REQUIREMENTS: Count the lines in the listing below that contain the word "fabric" and give only that number.

═══ DATA PROVIDED ═══

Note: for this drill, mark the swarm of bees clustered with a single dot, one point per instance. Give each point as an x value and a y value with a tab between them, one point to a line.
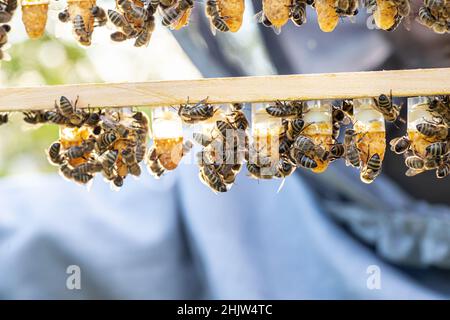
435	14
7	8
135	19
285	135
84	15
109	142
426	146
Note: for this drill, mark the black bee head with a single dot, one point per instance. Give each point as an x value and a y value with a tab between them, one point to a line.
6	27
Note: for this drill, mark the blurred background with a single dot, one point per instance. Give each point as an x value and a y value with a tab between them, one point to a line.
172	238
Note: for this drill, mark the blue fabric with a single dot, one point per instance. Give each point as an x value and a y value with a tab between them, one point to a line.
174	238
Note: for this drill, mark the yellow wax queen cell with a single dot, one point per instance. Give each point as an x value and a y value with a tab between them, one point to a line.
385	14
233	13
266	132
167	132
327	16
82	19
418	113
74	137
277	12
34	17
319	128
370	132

═══
═══ DATA PROVIDED ═══

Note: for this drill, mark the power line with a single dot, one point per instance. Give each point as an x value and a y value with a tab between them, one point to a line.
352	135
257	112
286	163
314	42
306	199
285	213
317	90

═══

RESPONSE TO THIS TASK: 1